═══ Exercise materials ═══

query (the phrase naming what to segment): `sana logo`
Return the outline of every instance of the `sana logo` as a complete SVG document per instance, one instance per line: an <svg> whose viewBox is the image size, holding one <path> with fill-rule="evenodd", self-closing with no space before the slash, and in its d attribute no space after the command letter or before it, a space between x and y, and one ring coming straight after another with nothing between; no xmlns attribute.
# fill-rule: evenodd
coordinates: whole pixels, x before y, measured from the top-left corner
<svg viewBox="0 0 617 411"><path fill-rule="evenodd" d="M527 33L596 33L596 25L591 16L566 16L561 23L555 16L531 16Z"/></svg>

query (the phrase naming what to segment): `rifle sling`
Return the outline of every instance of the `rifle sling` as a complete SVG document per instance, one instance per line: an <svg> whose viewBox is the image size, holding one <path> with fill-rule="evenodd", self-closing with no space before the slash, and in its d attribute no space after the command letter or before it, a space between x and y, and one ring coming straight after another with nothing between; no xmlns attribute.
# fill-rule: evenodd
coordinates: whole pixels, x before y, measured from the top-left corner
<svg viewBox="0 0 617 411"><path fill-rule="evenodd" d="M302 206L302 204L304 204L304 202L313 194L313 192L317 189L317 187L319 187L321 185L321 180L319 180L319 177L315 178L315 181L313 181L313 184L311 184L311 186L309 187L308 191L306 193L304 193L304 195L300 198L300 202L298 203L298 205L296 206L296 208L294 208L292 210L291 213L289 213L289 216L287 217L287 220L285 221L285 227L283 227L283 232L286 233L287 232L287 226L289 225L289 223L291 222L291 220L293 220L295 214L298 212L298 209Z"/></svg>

═══

> _Description of the task_
Please repeat every record above word for word.

> _Answer for the task_
query (the phrase naming what to segment): `sana logo`
Return the outline of every instance of the `sana logo` as a complete SVG document per instance, one instance per line: an <svg> whose viewBox is the image size, holding one <path> with fill-rule="evenodd", self-closing with no space before the slash, and in its d attribute no space after the command letter or before it, a space between x and y, and one ring coming straight after another with nothing between; no xmlns attribute.
# fill-rule: evenodd
coordinates: whole pixels, x before y, measured from the top-left corner
<svg viewBox="0 0 617 411"><path fill-rule="evenodd" d="M527 33L596 33L596 25L591 16L566 16L561 23L555 16L531 16Z"/></svg>

query (the phrase naming what to segment): `rifle sling`
Return the outline of every instance of the `rifle sling` as a complete SVG document per instance, one instance per line: an <svg> whose viewBox is the image size, holding one <path> with fill-rule="evenodd", self-closing with no space before the slash, and in its d attribute no space after the command letter or before it, a space between x and y, and one ring coming straight after another with nothing between; no xmlns attribute.
# fill-rule: evenodd
coordinates: whole pixels, x before y, measured from the top-left corner
<svg viewBox="0 0 617 411"><path fill-rule="evenodd" d="M302 206L302 204L304 204L304 202L313 194L313 192L317 189L317 187L319 187L321 185L321 180L319 180L319 177L315 178L315 181L313 181L313 184L311 184L311 186L309 187L308 191L306 193L304 193L304 195L300 198L300 202L298 203L298 205L296 206L296 208L294 208L292 210L291 213L289 213L289 216L287 217L287 220L285 221L285 227L283 227L283 232L286 233L287 232L287 226L289 225L289 223L291 222L291 220L293 220L295 214L298 212L298 209Z"/></svg>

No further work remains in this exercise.